### Extracted records
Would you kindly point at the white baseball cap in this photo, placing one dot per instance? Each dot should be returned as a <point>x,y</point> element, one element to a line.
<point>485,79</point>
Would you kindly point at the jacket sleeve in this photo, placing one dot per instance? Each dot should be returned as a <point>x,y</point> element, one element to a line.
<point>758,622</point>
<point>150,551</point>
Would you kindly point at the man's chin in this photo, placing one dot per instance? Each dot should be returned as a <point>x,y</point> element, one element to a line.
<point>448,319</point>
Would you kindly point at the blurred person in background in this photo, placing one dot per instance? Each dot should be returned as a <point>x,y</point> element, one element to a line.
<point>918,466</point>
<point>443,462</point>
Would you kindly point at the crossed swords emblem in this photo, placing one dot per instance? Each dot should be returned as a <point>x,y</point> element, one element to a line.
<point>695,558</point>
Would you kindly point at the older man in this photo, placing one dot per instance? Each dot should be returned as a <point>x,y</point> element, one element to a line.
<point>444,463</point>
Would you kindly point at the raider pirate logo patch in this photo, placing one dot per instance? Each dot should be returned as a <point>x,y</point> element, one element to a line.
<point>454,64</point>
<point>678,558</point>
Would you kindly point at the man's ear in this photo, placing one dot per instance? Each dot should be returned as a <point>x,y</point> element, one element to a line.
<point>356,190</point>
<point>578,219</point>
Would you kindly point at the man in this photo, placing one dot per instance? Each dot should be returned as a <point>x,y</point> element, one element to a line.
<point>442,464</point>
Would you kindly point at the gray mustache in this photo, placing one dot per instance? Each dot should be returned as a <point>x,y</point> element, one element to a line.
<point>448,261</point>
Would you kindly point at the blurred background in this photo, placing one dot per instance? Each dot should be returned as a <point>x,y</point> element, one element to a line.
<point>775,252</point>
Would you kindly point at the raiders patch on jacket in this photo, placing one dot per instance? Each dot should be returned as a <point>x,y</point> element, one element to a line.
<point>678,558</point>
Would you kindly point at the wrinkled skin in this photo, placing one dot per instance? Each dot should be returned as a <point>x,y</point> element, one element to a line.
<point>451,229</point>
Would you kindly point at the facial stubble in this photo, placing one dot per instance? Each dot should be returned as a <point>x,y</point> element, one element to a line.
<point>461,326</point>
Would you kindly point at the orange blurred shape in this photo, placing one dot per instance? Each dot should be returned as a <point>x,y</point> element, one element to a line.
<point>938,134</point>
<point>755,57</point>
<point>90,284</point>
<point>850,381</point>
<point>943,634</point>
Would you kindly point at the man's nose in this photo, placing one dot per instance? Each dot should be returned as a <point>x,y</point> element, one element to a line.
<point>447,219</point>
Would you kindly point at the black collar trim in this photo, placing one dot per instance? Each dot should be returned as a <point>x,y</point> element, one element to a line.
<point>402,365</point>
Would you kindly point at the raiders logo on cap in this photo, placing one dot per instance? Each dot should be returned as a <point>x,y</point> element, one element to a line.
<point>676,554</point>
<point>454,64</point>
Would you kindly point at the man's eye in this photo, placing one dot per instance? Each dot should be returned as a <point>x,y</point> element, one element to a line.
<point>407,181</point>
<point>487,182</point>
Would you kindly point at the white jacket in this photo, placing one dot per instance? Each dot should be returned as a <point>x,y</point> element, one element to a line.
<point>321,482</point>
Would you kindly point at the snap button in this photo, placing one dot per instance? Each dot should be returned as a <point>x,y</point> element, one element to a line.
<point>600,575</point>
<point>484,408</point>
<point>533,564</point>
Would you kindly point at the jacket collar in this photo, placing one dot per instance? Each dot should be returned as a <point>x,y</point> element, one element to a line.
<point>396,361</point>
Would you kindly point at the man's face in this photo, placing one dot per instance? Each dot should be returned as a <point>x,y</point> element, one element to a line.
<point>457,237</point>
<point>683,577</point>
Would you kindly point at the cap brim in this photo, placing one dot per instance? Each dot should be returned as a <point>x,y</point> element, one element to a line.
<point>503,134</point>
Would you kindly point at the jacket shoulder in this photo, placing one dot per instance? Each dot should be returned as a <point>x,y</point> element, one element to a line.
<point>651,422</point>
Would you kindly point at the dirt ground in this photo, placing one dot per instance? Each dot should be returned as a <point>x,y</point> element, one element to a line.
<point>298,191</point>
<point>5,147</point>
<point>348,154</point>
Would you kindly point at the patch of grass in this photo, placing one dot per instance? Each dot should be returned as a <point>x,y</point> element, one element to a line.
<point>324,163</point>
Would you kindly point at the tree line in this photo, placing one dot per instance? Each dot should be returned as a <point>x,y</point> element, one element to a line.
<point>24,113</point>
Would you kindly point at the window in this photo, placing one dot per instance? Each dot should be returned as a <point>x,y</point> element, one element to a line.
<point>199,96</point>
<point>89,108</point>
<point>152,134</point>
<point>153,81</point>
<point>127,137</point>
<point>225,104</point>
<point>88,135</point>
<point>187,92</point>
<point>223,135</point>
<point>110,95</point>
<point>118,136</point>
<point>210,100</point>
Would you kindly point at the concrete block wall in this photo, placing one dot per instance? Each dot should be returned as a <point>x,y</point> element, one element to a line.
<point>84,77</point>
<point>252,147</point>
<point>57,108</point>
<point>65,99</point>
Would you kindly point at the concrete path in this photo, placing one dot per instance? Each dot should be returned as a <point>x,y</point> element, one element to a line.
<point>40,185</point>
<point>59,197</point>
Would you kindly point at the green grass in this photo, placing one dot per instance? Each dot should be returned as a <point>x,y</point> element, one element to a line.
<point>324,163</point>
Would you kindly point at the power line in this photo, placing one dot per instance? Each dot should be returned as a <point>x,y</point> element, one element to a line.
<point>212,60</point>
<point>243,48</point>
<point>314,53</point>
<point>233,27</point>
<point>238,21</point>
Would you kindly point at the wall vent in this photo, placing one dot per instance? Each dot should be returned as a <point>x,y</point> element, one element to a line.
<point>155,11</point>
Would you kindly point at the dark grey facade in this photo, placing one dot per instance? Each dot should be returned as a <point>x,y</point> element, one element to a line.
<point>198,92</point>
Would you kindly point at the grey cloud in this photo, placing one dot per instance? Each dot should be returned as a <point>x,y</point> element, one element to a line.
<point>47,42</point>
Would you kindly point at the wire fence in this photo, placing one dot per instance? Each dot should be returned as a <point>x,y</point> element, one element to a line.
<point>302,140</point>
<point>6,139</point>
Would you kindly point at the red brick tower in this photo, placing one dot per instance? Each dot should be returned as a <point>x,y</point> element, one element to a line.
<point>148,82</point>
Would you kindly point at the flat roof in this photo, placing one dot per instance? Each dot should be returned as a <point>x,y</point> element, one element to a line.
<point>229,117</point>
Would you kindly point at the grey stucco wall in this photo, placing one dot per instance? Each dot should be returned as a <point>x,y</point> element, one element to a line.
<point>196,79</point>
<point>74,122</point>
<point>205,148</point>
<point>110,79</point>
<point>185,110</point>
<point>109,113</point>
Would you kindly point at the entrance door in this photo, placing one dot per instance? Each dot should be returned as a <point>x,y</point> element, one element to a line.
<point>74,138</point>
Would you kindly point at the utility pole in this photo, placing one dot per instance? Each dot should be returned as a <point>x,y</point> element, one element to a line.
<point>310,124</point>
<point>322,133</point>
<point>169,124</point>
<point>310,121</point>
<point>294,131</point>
######
Return every line of the material above exactly.

Answer below.
Would you kindly point at the white baseball cap in this photo, placing one dot per instance? Each dot should be returned as a <point>x,y</point> element, one element to a line.
<point>485,79</point>
Would you kindly point at the jacket sleeve in this photo, placing one dot per instance? Each dot should be returned as a <point>x,y</point> element, one element to a line.
<point>758,622</point>
<point>150,551</point>
Would you kindly point at the man's chin in this photo, placing one dot per instance? Each dot should be returned as a <point>x,y</point> element, one element to a line.
<point>448,319</point>
Would you kindly point at the blurred person in background in this photo, placing one dot per instance? Each dot should be returned as a <point>x,y</point> element, one element to a line.
<point>918,466</point>
<point>443,462</point>
Would you kindly point at the crossed swords emblem in this photo, placing one dot per instance? Each dot should be returned as a <point>x,y</point> element, one element to a line.
<point>695,558</point>
Would you kindly point at the older man in this photo, placing one dot per instance? Each dot should be returned as a <point>x,y</point> element, one element to a line.
<point>444,463</point>
Would you kindly point at the raider pirate logo patch in this photo, placing one dot per instance? Each dot should be returned as a <point>x,y</point> element, one element to a line.
<point>454,64</point>
<point>678,558</point>
Would you kindly point at the man's ear in this photo, placing one dot per instance? Each dot should be returned as a <point>x,y</point> element, one element to a line.
<point>356,190</point>
<point>578,219</point>
Would you kindly point at the man in this photo, placing one dot per instance? Each dot should be returned as a <point>x,y</point> element, one element to a line.
<point>442,464</point>
Would you kindly point at the gray mustache in this photo, placing one dot per instance? Each dot should be returned as a <point>x,y</point> element, one element to a line.
<point>448,261</point>
Would you kindly point at the blurred background in this photo, placing one dot per instance? Each dot should be returned as a <point>x,y</point> element, one element to a line.
<point>775,252</point>
Would you kindly point at the raiders patch on jacket in this photo, placing one dot per instance? Each dot should be returned as a <point>x,y</point> element, one element to a line.
<point>678,558</point>
Would you kindly point at the wrinkled skin in this photo, placing one dot per instance? Each dot should be returned as a <point>x,y</point> element, one element to a line.
<point>451,229</point>
Would you kindly point at the facial stubble in this photo, placing one dot per instance? Each dot should be returned as a <point>x,y</point> element, one element to a line.
<point>461,326</point>
Would you kindly point at the orange blurred shape in this photo, placing one dot per instance? Each dot should be returned as a <point>x,y</point> element, one element to a line.
<point>938,134</point>
<point>755,57</point>
<point>90,284</point>
<point>850,381</point>
<point>943,634</point>
Would you kindly point at the man's nose in this photo, placing one dot per instance? Each dot should be returned as a <point>x,y</point> element, one element to a line.
<point>447,219</point>
Would you kindly point at the black collar trim in this photo, placing one dot per instance? Each dot should be returned as a <point>x,y</point> element, one element to a line.
<point>402,365</point>
Would you kindly point at the raiders logo on cap in this photo, placing one dot per instance? Each dot should be returned as a <point>x,y</point> element, one element to a line.
<point>676,554</point>
<point>454,64</point>
Would you kindly point at the man's eye in this photo, placing one dot per instance? Each dot should be returned as a <point>x,y</point> element, one element to a line.
<point>407,181</point>
<point>487,182</point>
Would you kindly point at the white jacket in this photo, placing one dot per instance? Each dot should be returned as a <point>x,y</point> element, one element to a line.
<point>321,482</point>
Would you kindly point at the snap button in this photo, placing one dot per instance? Each dot should be returned as a <point>x,y</point> element, one element to a line.
<point>600,575</point>
<point>484,408</point>
<point>533,564</point>
Would you kindly point at the jacket collar in this photo, placing one dot per instance? Each dot should be returned as a <point>x,y</point> element, one element to a line.
<point>396,361</point>
Would you kindly point at the man's face in this photo, placing one dot per instance? Each dot should be returned as a <point>x,y</point> element, one element to a line.
<point>457,237</point>
<point>683,577</point>
Would you kindly point at the cap brim in this photo, placing one dot per instance? Each dot should be returned as a <point>x,y</point> element, one element to a line.
<point>503,134</point>
Would you kindly point at the jacket shoulder in this photo, placing one dot per instance? Each dot should be returned as a <point>x,y</point> element, one element to a line.
<point>651,422</point>
Would you kindly point at the dirt ground in this photo, placing one dot per instance? Each dot should be returned as a <point>x,y</point> element, one element to a line.
<point>298,191</point>
<point>5,147</point>
<point>348,154</point>
Would you kindly point at the patch of grass in this photo, placing one dot per instance? Each dot should be returned as a <point>x,y</point> element, one element to a line.
<point>324,163</point>
Would you kindly point at the tree line in this photo, placing one dot per instance? Each dot should be returned as a <point>x,y</point> element, one element to a line.
<point>24,113</point>
Would you kindly point at the window in this photo, placing one dot per instance? Each dot should be returned as a <point>x,y</point> element, one element to a line.
<point>199,96</point>
<point>89,108</point>
<point>152,134</point>
<point>153,81</point>
<point>127,137</point>
<point>225,104</point>
<point>88,135</point>
<point>187,92</point>
<point>223,135</point>
<point>110,95</point>
<point>118,136</point>
<point>210,100</point>
Would you kindly point at the concrete block wall in this photo, placing one dot per instance? Each dot should be returned as a <point>x,y</point> element, one element to a line.
<point>84,77</point>
<point>252,147</point>
<point>57,108</point>
<point>65,99</point>
Would you kindly point at the concrete path in this photo, placing one dot per instance? Each dot should be returned as a <point>x,y</point> element, one element to a line.
<point>40,185</point>
<point>59,197</point>
Would you kindly point at the green grass in this photo, placing one dot per instance? Each dot should be returned as a <point>x,y</point> element, one element to a line.
<point>324,163</point>
Would you kindly point at the power line in this photo, placing one dot per instance? Each dot should be returned as a <point>x,y</point> element, one element to a line.
<point>212,60</point>
<point>243,48</point>
<point>314,53</point>
<point>233,27</point>
<point>238,21</point>
Would you kindly point at the wall vent in this photo, placing one dot per instance? Each dot should be returned as a <point>x,y</point> element, one element to a line.
<point>155,11</point>
Would you kindly point at the dark grey facade in this photo, placing one dot per instance? Each dot should be returned as a <point>x,y</point> element, one element to a line.
<point>198,92</point>
Would you kindly point at the grey cloud in this photo, placing one dot per instance? Each dot should be returned as a <point>x,y</point> element, one element to a line.
<point>47,42</point>
Would you kindly point at the wire fence in this photo, placing one dot per instance? Each dot should be returned as a <point>x,y</point> element, one element to a line.
<point>302,140</point>
<point>6,139</point>
Would you kindly point at the red brick tower in this photo, placing one dot per instance? Each dot should be returned as a <point>x,y</point> element, one element to a line.
<point>148,82</point>
Would you kindly point at the flat roof in this photo, placing one dot per instance? Each dot should be returned as a <point>x,y</point> element, one element to a line.
<point>229,117</point>
Would you kindly point at the grey stucco wall in this photo, placing one dot per instance? Each dot should be returned as a <point>x,y</point> element, one element to a line.
<point>196,79</point>
<point>74,122</point>
<point>205,148</point>
<point>110,79</point>
<point>185,110</point>
<point>109,113</point>
Would you kindly point at the entrance door in this photo, placing one dot per instance? Each dot should be returned as a <point>x,y</point> element, one element to a line.
<point>74,138</point>
Would you kindly point at the utility pole in this photo, placing one dot per instance? Each dot should be returned as a <point>x,y</point> element, one element to a line.
<point>310,124</point>
<point>322,133</point>
<point>169,124</point>
<point>310,121</point>
<point>294,131</point>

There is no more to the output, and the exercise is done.